- _ITEMS_:
-*-

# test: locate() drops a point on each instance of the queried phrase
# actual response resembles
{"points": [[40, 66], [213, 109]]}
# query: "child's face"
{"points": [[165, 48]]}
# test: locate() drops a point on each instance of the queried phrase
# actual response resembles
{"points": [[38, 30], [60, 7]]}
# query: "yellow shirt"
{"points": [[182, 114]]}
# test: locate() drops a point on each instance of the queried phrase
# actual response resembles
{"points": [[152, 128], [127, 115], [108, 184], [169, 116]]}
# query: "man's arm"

-*-

- _DIRECTIVE_: Can you rewrite the items above with "resembles" replaced by "looks like" and everything else left unchanged?

- _RESULT OF THE TASK_:
# test: locate() drops a point on each instance of the queried phrase
# actual response looks like
{"points": [[40, 66], [213, 109]]}
# query: "child's face"
{"points": [[165, 48]]}
# test: locate() drops a point on each instance of the queried phrase
# actual response looks like
{"points": [[38, 30], [60, 7]]}
# query: "yellow shirt"
{"points": [[182, 114]]}
# test: locate() drops a point on each instance of the queried phrase
# actual response looks like
{"points": [[152, 128], [127, 115], [108, 184], [169, 116]]}
# query: "man's arm"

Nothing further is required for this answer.